Source:
^^^^^^^^^^^^^^^^
From: David Farber <dave () farber net>
Date: Sun, 21 Oct 2001 21:39:33 -0400


Date: Sun, 21 Oct 2001 18:26:27 -0700 (PDT)
From: Vadim Antonov <avg () kotovnik com>
To: farber () cis upenn edu
Subject: Re: IP: query re Moscow Times: A Bit of History of US/Middle East
 Despot  relationships


I guess I can make a try.

Cannibal is the one who eats his own kind.  Supporting monarchies,
dictatorships, and otherwise suppressing ideals of the society for the
sake of protecting the same society are forms of ideological cannibalism.
The tactical expediency is not really a justification for that.

Actually, Solzhenitsin was referring to the Communist proclivity for
purging their own supporters ("Beat your own, so the enemies will fear");
it is a well-known fact that the harshest purges of 30s-40s were in NKVD
(aka KGB) and in the military. Only few people from the original Bolshevik
government died from natural causes.  Going after American citizens for
voicing dissent, spying on them, censoring domestic media, etc are all
tools from the same old Communist arsenal.

On the other hand, liberal wooly-headedness which makes no distinction
between "us" and "them", thus preventing any understanding of their
motives (your average citizen of modern secular society just cannot accept
that there are deeply religious people who feel and think completely
differently) is probably just as disastrous.
^^^^^^^^^^^^^^^^
Excerpted records:
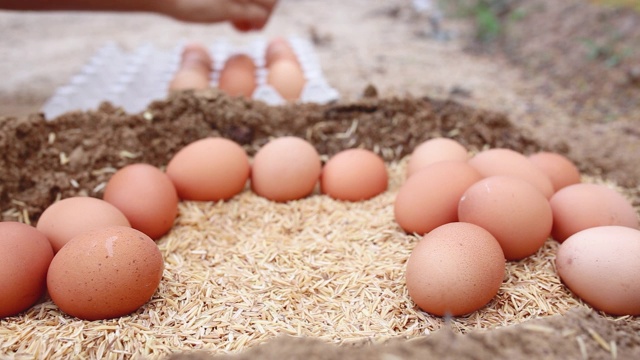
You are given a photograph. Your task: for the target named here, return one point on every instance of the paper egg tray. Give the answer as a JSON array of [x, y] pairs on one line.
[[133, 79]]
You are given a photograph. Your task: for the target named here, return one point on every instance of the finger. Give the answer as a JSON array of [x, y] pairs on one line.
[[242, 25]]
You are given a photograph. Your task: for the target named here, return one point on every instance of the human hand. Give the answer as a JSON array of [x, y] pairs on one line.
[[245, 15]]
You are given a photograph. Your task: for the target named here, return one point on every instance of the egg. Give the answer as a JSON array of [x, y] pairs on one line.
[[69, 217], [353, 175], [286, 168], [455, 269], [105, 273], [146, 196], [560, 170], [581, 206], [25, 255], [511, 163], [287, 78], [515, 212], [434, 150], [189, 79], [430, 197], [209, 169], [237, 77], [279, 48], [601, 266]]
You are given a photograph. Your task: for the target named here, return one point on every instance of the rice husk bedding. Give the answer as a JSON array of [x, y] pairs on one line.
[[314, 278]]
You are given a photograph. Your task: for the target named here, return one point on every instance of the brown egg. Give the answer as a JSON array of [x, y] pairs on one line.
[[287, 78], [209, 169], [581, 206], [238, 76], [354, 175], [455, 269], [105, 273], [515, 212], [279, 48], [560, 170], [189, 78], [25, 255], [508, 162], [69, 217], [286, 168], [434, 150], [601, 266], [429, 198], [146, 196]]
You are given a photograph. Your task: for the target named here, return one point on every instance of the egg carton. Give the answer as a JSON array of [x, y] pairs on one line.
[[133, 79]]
^^^^^^^^^^^^^^^^
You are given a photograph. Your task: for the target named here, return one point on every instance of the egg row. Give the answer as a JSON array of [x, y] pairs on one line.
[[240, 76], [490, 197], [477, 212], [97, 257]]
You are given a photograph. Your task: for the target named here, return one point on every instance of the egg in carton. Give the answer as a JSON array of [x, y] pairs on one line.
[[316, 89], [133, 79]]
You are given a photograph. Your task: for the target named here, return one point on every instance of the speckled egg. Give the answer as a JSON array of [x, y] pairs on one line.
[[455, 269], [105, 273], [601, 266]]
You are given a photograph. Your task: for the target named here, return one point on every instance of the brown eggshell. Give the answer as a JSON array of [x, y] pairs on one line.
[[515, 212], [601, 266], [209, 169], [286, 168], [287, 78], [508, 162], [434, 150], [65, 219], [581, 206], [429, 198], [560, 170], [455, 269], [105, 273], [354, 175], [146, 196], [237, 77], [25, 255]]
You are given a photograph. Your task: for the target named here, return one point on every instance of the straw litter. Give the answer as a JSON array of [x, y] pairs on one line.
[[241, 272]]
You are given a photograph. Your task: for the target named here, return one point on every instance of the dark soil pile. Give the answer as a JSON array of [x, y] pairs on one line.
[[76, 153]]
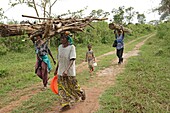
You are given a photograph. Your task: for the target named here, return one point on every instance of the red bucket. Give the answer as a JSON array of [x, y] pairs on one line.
^^^^^^^^^^^^^^^^
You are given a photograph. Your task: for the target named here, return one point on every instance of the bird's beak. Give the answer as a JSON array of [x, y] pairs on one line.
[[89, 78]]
^^^^^^^^^^^^^^^^
Exercise set:
1/ In the email about ideological cannibalism, what does the writer say Solzhenitsin was actually referring to?
2/ Write the next part of the email about ideological cannibalism, picking up after its final sentence.

Outputs by task:
1/ The Communist habit of purging their own supporters.

2/
This is because if one accepts the notion of such difference, then, if one
is honest with himself, he has to admit that no amount of good will or
flower power is going to change the minds of the current opponents.  It is
our existance which is an anathema for them.  It is against the core of
their beliefs.  There's no other course of action than to hunt them down,
kill their leaders, burn down their "schools" and have them to either
accept our notions of civility, or perish.  Just keeping their societies
down is guaranteed to breed more virulent forms of the same.

Russian intelligentsia (Solzhenitsyn not excepted) often frames its
position in Machiavellian terms.  It is better to be feared than loved.
This is something ingrained in Russian psyche by millenia of warfare
against both East and West, and survival as a coherent society.

Wolfhounds, beasts of fear to evil things prowling in the dark, are right,
then.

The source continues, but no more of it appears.